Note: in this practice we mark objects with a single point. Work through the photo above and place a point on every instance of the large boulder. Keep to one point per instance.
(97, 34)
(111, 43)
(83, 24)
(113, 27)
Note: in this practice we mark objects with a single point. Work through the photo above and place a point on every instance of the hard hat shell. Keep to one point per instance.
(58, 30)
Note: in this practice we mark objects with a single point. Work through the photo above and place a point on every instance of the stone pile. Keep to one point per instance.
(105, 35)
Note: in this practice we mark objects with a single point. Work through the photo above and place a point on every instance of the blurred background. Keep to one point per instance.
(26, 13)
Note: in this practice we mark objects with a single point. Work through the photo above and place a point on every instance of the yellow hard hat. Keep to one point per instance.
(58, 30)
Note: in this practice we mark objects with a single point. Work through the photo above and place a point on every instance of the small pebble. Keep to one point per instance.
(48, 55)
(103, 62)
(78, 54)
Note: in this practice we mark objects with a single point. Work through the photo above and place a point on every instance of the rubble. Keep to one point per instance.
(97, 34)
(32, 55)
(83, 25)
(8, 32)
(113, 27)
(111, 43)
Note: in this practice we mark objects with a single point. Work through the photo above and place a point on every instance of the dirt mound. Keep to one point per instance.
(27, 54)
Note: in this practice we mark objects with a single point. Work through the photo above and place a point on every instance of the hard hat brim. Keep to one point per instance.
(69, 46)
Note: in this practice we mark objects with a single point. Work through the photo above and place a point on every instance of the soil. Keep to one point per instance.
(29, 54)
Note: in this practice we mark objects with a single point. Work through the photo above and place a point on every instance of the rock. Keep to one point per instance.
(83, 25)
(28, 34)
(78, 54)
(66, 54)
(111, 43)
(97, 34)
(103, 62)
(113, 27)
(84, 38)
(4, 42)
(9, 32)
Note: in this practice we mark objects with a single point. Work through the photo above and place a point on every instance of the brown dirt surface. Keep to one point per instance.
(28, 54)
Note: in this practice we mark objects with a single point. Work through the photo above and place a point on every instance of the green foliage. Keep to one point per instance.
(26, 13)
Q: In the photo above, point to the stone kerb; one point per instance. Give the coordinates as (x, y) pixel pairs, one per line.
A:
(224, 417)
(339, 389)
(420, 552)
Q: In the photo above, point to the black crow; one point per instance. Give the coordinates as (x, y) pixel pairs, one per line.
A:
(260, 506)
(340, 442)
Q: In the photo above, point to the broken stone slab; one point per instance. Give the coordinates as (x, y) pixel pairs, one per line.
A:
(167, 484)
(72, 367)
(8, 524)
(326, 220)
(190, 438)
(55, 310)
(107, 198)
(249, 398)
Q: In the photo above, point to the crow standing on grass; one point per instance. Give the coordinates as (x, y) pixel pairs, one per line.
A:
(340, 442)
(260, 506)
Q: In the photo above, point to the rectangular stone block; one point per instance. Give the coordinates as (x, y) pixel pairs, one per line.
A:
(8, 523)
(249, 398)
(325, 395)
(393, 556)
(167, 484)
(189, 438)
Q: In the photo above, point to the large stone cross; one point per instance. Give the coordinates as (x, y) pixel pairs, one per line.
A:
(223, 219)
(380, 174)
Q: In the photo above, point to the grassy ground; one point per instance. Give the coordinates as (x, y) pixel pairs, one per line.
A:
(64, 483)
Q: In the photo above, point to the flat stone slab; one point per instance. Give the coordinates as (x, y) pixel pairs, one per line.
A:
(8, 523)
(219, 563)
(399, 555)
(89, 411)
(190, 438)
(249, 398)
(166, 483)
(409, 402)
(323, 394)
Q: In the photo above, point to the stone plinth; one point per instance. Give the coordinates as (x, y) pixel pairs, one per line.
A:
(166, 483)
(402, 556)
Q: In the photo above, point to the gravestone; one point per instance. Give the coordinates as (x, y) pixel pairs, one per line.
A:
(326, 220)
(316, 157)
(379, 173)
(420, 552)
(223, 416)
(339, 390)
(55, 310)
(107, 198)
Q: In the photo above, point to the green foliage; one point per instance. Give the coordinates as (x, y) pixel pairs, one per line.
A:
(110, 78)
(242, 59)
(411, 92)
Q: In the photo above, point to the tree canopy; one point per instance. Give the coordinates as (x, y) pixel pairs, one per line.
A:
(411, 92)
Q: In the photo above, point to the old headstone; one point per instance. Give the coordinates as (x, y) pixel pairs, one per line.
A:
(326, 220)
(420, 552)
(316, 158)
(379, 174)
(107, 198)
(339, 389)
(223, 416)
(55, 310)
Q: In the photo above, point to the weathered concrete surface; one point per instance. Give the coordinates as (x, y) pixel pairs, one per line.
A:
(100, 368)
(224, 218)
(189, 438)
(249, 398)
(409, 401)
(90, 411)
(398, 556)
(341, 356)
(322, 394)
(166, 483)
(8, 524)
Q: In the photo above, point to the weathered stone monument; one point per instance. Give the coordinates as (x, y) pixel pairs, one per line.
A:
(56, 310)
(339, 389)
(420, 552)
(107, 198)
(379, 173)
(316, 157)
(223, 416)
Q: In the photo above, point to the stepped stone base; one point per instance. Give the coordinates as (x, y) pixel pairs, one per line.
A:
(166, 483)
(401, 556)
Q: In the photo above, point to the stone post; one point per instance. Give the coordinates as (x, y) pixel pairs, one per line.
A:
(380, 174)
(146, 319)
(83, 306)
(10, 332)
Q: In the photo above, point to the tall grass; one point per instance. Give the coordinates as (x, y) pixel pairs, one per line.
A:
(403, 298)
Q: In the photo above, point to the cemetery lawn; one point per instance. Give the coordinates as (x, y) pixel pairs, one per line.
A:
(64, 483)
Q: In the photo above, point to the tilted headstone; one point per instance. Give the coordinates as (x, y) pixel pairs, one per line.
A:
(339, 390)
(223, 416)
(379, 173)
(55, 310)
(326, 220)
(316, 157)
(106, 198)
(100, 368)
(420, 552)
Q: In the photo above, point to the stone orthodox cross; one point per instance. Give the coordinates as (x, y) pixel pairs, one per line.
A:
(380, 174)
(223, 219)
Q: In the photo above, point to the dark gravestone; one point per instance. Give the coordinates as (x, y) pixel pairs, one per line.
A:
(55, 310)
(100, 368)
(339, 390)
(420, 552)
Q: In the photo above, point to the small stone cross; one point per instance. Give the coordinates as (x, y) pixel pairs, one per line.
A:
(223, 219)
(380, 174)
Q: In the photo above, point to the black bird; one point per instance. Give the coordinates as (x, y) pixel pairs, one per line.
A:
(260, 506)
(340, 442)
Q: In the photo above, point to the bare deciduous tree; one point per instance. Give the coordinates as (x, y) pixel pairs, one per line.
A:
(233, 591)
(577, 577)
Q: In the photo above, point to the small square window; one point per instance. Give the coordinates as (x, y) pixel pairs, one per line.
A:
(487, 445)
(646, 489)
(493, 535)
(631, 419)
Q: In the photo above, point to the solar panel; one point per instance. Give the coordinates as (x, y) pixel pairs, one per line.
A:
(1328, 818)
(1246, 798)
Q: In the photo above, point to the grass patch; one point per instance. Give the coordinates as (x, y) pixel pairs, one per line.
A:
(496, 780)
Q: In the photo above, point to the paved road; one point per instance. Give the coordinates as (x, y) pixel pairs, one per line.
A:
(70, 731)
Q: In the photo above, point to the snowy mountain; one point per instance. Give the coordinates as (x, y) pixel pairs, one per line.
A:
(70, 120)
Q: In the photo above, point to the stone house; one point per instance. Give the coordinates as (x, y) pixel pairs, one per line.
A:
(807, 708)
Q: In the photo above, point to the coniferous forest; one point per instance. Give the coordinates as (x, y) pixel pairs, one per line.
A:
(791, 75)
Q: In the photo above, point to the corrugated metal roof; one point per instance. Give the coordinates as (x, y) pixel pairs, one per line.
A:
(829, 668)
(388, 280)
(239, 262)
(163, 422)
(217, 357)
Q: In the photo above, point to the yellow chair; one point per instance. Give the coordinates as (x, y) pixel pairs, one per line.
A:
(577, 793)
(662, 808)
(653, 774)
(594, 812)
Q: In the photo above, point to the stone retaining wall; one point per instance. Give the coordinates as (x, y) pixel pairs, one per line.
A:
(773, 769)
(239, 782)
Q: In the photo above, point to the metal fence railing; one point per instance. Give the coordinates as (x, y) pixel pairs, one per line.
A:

- - - - -

Set exercise – Reproduce precisely the span of lines that begins at the line containing "Q: In the photo above, point to the bare" and ends with the last line of the listing.

Answer to the exercise –
Q: In the photo above, point to the bare deciduous tree; one point per instance. Give the coordinates as (x, y) pixel pairs, one per line.
A:
(233, 591)
(577, 577)
Q: In the photo above, point to the small square window; one point per instance. Give the coordinates as (x, y) pixel pairs, one per line.
A:
(487, 445)
(646, 489)
(493, 535)
(631, 419)
Q: In the photo above, point to the solar panel; one point per instance. Give the coordinates as (x, y) pixel pairs, one per line.
A:
(1328, 818)
(1246, 798)
Q: In the photo above, point to the grass patch; one point per instance. Give the coordinates as (x, y) pixel pairs, one per line.
A:
(496, 780)
Q: In the photo above, point to the paved road; one point per instance. Give the coordinates as (x, y) pixel pairs, one per line.
A:
(70, 731)
Q: In the photo above, point to the snowy mountain; one point per instance. Give the coordinates as (x, y) pixel pairs, one per line.
A:
(70, 120)
Q: In the photo above, point to the stone house; one point per instance. Give the coordinates as (x, y) pixel pairs, one per line.
A:
(807, 708)
Q: In the photo above, point to the coniferous forest; one point per instance. Give the coordinates as (x, y) pixel pairs, one per line.
A:
(791, 75)
Q: In the photo above, point to the corrugated metal roof; one point per instance. Give the coordinates as (x, y) pixel pairs, one per line.
A:
(829, 668)
(388, 280)
(239, 262)
(163, 422)
(217, 357)
Q: In the photo above, point to the yellow chair; one point per instance. Give the coordinates as (x, y) pixel pairs, one per line.
A:
(577, 793)
(662, 808)
(653, 774)
(594, 812)
Q: In the photo above, point to the stone retaining wall; one point per instance. Give the coordinates as (x, y) pixel pairs, one per line.
A:
(773, 769)
(239, 782)
Q: In the photo above, point to the metal fence railing; one point per instance. Give the coordinates as (x, y) pixel pairs, one per line.
A:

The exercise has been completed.